D’ailleurs le formulaire Garantie Construction Résidentielle recommandé pour les entrepreneurs détenant une licence de la Régie du bâtiment du Québec et procédant à la vente d’une copropriété divise résidentielle sur plan prévoit que la superficie nette à livrer peut-être moindre que la superficie brute. L’acheteur est donc avisé et il doit attester du fait qu’il a reçu cette information. Par ailleurs ce formulaire contient une formule préétablie envisageant trois situations :

  • La superficie nette livrée n’est inférieure à la superficie brute annoncée que selon un pourcentage prédéfini, en quel cas il n’y a pas de recours;
  • Si cette différence est plutôt à l’intérieur d’une fourchette préétablie (par exemple 5% à 10%), alors l’acheteur a droit à une indemnité selon une valeur préétablie;
  • Si la différence est à ce point importante qu’elle est supérieure à l’extrême valeur de la fourchette, l’acheteur a alors le droit à demander la résolution de la vente.

Dans l’affaire Duval c. Habitats District Griffin Îlot 10 INC 2018, la Cour Supérieure a condamné le promoteur à payer à l’acheteur une somme de 73 000 $ avec intérêts ainsi que les frais de justice au motif que l’appartement vendu sur plan comme contenant 1321 pieds carrés n’en contenait en réalité que 1174, soit 12 % de moins que ce que Duval croyait acheter lors de la signature du contrat préliminaire. Le contrat préliminaire contenait pourtant la clause suivante:

Les dimensions et superficies sont approximatives et sujettes à des modifications sans préavis.  Le mobilier montré l’est à titre indicatif seulement. La superficie brute est calculée en incluant la moitié des murs mitoyens, le mur extérieur et le mur du corridor.

INFORMATIONS EXTRAITES
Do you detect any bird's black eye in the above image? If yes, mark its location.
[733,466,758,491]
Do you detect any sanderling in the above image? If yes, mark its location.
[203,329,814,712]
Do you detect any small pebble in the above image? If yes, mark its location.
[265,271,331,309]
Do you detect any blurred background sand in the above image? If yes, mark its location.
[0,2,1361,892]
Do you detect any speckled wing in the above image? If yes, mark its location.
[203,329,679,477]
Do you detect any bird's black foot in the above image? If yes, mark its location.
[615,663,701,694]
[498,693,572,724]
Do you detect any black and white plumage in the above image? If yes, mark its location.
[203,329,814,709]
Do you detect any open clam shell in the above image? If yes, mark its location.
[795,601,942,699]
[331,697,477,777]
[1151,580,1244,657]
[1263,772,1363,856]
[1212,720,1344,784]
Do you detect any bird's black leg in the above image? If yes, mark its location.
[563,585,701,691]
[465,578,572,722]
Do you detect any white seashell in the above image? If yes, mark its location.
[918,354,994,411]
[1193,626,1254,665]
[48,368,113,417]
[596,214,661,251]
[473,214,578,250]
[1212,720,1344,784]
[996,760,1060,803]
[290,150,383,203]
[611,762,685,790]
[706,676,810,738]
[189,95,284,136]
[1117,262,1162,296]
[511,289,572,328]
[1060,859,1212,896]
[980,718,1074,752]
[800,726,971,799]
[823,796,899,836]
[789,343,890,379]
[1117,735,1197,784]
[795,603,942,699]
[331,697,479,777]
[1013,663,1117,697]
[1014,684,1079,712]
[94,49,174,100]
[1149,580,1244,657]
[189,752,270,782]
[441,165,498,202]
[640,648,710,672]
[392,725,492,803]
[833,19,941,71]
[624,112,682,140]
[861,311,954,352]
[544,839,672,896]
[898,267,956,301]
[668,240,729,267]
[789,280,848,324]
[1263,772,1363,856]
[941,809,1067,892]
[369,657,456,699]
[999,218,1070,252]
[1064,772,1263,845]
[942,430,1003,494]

OBJECTIF
Rédigez la suite du texte sur la superficie des copropriétés vendues sur plan, en reprenant juste après sa dernière phrase.

RÉSULTAT OBTENU
Quand l’acheteur reçut le certificat de localisation et qu’il fut convoqué à la clôture, il apprend que la superficie habitable est de 12 % moins que celle qui lui avait été annoncée lors de la signature du contrat préliminaire et soi-disant confirmée par la suite. Il procède cependant à l’achat sans soulever de protêt car il croit ne pas avoir le droit de se dédire et il a déjà fait pour 50 000$ d’achats de matériaux. Ce n’est que plusieurs mois après la transaction qu’il met en demeure le promoteur en lui réclamant une indemnité pour défaut de contenance. 

La cour de conclure que pour renverser le lourd fardeau que lui impose l’article 1720 C.c.Q., le promoteur doit prouver que l’acheteur achetait l’appartement sur plan, sans égard à la contenance, un fardeau effectivement très lourd. Dès que la superficie habitable de l’appartement est une considération importante pour l’acheteur, comme le plaidait Duval ici, toute divergence découlant d’une fausse information ou d’une omission de transmettre une information claire peut donner lieu à une obligation d’indemnisation. La cour décide que tant la Loi sur la protection du consommateur (articles 216 218 219 et 221) que l’article 1720 du C.c.Q. trouvent application. C’est selon un critère de la personne crédule inexpérimentée qu’il faut évaluer le caractère trompeur des pratiques commerciales prohibées par la Loi sur la protection du consommateur.

Il était pourtant en preuve que monsieur Duval savait au moment de signer le contrat préliminaire que la superficie indiquée était brute et qu’il existe une différence entre surface brute et nette. Mais, alors que la livraison était retardée et qu’il procédait à des choix de matériaux, il avait adressé des questions au promoteur et les réponses qu’il avait reçues manquaient de clarté. Duval avait ainsi écrit vouloir comprendre si la superficie brute indiquée dans le contrat préliminaire était garantie; le promoteur lui avait répondu : nous venons tout juste de recevoir le plan final de la tour 10 et votre superficie pour votre unité est de 1318 pieds carrés, excluant les deux balcons… Monsieur Duval prétend avoir compris de cette réponse que la superficie habitable lui était confirmée être de 1318 pieds carrés du fait que le promoteur a utilisé le terme plan final.

La Cour y voit un dol au sens de l’article 1401 CCQ et tient le promoteur responsable aux termes de la garantie de contenance.

La Cour d’appel a rejeté l’appel de ce jugement. L’arrêt porte essentiellement sur la question de savoir si, en concluant la vente, l’acheteur avait confirmé le contrat de sorte qu’il était dès lors forclos de se plaindre du défaut de contenance. La Cour d’appel refuse de voir une renonciation tacite à son droit par l’acheteur et confirme par ce fait le premier jugement.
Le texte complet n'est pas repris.